#### Provided records:

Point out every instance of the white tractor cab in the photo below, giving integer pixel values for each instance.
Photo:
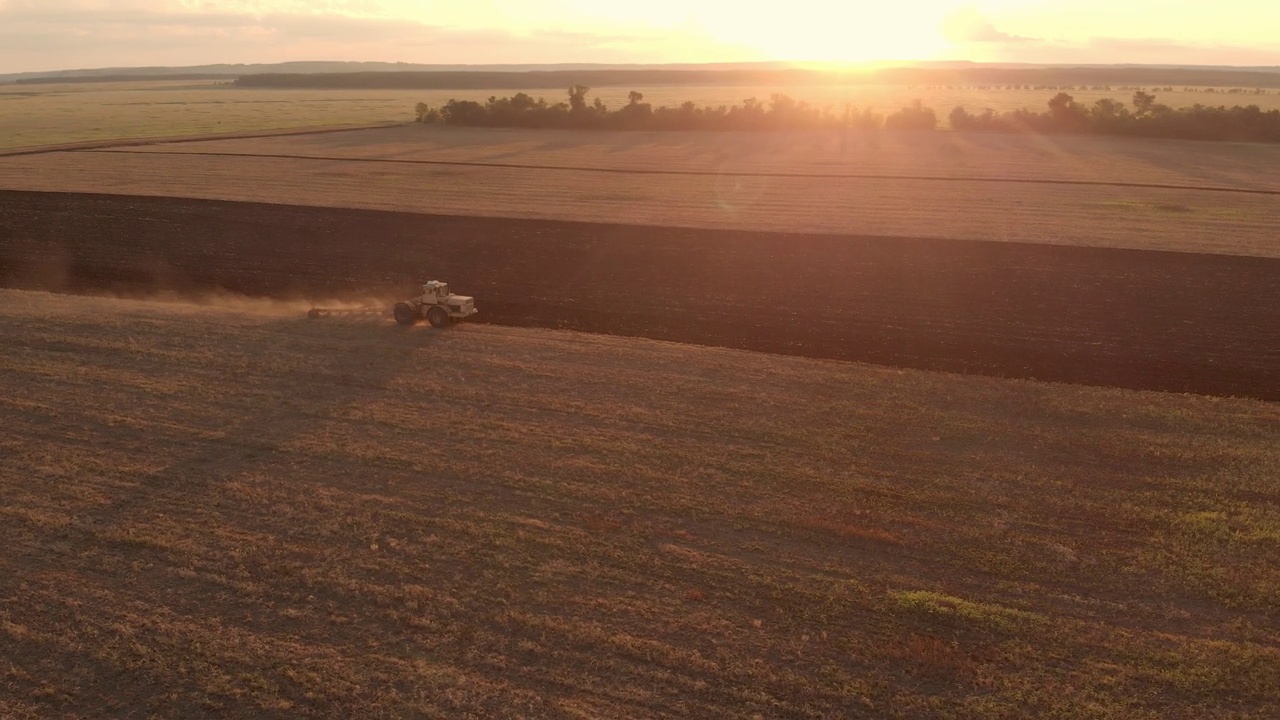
--
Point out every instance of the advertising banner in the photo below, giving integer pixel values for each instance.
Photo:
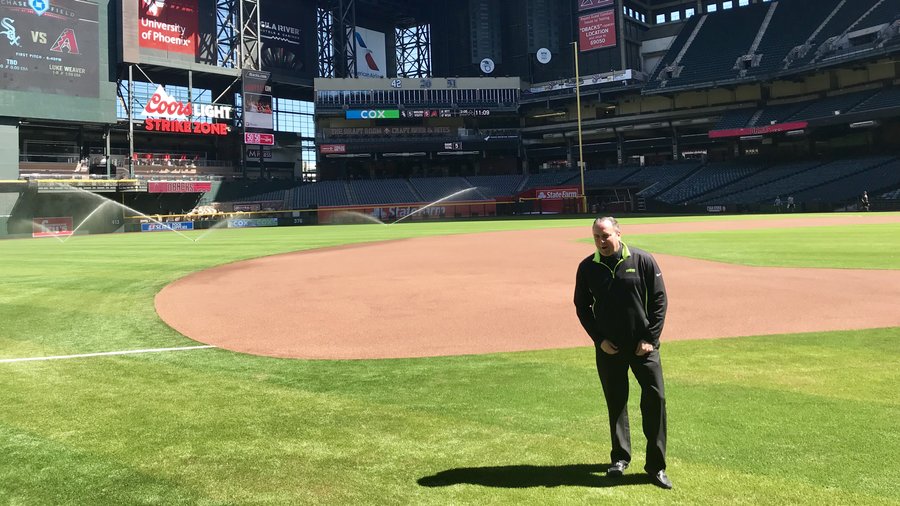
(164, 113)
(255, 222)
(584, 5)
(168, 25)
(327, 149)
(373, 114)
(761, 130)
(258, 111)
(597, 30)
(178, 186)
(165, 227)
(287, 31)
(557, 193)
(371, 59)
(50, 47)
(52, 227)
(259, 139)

#### Exercise:
Report every line of the rows above that contains the string "values", reproducing each such line in full.

#### Reply to the exercise:
Point out every instance of the white tractor cab in the photo below, giving integer pixel values for each instance.
Point out every instance of the advertising banner in the photo below, giving integer pixel values for each instance.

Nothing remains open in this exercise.